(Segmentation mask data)
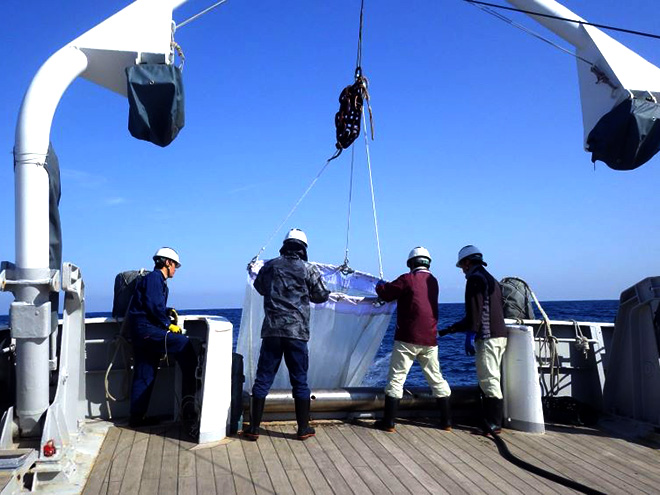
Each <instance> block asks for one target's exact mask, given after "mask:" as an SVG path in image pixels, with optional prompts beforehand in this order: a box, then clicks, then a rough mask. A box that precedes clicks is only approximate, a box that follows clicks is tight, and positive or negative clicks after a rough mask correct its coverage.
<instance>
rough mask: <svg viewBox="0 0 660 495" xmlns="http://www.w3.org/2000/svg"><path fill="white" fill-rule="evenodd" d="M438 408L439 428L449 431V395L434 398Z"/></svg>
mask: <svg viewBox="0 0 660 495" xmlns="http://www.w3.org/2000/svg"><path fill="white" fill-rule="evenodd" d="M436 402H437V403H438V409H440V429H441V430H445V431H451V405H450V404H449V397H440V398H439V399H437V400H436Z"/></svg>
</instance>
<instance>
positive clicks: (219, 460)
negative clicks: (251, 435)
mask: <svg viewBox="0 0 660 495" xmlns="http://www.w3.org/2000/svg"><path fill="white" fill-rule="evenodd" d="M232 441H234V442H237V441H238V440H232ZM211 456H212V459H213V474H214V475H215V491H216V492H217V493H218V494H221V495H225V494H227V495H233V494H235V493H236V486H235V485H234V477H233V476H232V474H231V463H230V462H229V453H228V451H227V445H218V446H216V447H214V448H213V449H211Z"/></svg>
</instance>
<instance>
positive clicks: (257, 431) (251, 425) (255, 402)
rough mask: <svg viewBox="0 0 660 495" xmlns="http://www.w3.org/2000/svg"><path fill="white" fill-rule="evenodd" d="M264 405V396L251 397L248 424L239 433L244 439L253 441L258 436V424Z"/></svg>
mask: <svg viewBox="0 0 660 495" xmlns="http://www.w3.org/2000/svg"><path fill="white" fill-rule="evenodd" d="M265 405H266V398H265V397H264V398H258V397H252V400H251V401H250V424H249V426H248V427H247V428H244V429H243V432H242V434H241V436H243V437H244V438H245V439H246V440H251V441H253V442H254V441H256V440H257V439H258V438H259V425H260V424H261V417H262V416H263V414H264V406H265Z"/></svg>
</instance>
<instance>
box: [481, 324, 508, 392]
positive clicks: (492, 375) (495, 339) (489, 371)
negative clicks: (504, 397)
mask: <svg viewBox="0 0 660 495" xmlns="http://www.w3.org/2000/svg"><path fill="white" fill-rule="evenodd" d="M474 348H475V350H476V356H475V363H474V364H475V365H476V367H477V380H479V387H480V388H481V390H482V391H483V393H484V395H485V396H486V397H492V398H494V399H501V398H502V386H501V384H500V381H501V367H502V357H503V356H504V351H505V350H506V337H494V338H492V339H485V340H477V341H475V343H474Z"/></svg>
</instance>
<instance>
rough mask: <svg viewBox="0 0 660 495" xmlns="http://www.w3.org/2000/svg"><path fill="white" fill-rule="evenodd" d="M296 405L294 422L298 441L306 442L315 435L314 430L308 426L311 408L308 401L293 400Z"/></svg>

> TASK DETAILS
Which lines in the records above contain the word "positive"? Return each of them.

> EXERCISE RESULT
Each <instance> block asks for one target's exact mask, given after "mask:" as an SVG path in image pixels, with optional prompts beforehand in this order: a box, then clicks, then a rough mask. A box that precedes clicks is only approximate, a box that follows clicks is tight, and positive or negative clicks after a rough mask correct its coverage.
positive clicks: (219, 460)
positive clicks: (257, 431) (251, 425) (255, 402)
positive clicks: (492, 375) (495, 339) (489, 371)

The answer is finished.